(Source records)
====

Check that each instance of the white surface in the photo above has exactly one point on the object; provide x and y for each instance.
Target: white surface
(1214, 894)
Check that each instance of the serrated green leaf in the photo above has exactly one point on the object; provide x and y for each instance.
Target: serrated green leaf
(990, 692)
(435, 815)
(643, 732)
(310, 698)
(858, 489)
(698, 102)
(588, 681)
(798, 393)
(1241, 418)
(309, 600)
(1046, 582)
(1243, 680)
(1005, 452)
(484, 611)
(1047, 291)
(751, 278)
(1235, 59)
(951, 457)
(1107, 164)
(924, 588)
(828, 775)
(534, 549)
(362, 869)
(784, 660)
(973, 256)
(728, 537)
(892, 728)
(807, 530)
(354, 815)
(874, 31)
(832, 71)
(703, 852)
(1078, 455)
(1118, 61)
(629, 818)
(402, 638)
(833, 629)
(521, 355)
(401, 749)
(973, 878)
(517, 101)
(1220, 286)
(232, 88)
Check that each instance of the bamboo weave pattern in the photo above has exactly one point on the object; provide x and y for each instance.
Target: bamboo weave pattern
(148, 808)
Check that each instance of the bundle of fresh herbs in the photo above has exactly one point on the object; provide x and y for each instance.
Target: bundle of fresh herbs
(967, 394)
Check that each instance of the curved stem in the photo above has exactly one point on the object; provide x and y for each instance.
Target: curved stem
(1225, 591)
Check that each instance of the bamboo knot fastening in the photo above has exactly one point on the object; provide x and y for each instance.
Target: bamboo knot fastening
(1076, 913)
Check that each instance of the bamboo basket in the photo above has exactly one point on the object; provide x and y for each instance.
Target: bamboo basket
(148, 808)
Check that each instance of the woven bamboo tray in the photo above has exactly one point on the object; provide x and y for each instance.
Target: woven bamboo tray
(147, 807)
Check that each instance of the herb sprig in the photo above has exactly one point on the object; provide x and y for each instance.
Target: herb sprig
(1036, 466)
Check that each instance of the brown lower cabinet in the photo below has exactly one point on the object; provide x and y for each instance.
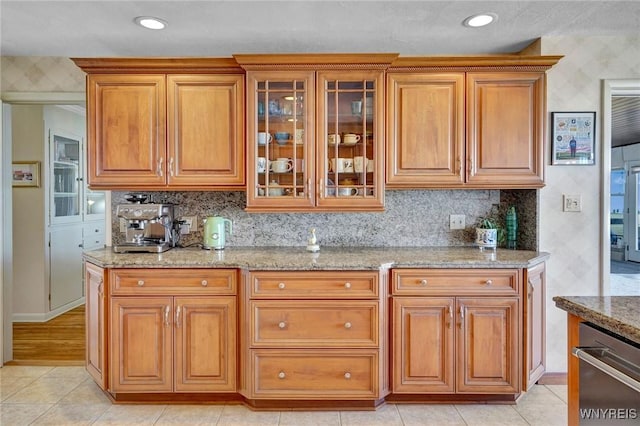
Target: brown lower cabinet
(306, 338)
(466, 344)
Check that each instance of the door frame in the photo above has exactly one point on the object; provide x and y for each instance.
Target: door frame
(6, 232)
(610, 88)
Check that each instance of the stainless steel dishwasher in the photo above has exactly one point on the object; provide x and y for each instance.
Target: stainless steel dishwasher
(609, 378)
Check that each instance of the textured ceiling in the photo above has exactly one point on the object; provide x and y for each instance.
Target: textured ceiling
(221, 28)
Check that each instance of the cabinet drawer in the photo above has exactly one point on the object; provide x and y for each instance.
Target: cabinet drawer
(173, 281)
(327, 374)
(314, 323)
(455, 281)
(316, 284)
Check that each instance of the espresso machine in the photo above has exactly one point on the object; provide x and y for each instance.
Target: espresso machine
(150, 228)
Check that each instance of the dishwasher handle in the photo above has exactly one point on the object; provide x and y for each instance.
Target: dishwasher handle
(594, 356)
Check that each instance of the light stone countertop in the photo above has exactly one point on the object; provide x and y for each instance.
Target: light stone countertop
(617, 314)
(329, 258)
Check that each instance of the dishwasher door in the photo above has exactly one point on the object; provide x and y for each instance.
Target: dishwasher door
(609, 378)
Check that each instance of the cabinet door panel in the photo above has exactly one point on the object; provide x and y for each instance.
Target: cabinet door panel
(141, 344)
(205, 130)
(425, 140)
(534, 315)
(487, 345)
(126, 128)
(95, 318)
(205, 344)
(505, 128)
(423, 345)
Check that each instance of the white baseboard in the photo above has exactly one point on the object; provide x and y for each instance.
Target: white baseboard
(46, 316)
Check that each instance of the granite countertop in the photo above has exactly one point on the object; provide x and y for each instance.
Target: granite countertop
(329, 258)
(617, 314)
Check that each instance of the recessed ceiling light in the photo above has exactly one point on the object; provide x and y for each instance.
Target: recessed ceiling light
(150, 22)
(480, 20)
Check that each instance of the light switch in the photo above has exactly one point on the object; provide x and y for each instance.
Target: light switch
(572, 203)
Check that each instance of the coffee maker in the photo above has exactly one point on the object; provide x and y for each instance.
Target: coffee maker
(150, 228)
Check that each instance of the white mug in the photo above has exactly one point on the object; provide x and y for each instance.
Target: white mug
(333, 138)
(261, 164)
(342, 165)
(350, 138)
(369, 166)
(264, 138)
(281, 165)
(347, 191)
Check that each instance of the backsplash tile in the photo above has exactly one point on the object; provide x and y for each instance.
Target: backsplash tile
(412, 218)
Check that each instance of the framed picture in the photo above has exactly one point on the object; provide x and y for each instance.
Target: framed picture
(573, 135)
(26, 173)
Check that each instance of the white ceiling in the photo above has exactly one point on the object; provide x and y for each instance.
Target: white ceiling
(221, 28)
(96, 28)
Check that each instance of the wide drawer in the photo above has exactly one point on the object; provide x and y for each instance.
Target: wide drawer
(327, 374)
(450, 282)
(314, 323)
(173, 281)
(314, 284)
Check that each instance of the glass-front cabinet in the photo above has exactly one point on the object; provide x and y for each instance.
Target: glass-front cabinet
(315, 140)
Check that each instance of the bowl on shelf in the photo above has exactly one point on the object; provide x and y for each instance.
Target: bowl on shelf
(282, 137)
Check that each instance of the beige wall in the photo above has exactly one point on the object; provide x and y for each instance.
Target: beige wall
(573, 239)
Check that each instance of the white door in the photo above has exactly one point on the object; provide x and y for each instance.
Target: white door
(632, 224)
(65, 257)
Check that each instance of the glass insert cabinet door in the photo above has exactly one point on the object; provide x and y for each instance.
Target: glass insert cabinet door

====

Work to complete - Going back over the entries above, copy word for word every line from the one that has "Target: woven bamboo tray" on through the one that has "Check that each instance of the brown".

Exercise output -
Target: woven bamboo tray
(147, 807)
Check that each instance of the herb sprig in the photo above has exactly one point on the object; provide x and y for each instance.
Target: herb sprig
(1036, 466)
Check that each instance of the brown lower cabinet in the photo below has exactly one point on the object; provide x and y for each instance.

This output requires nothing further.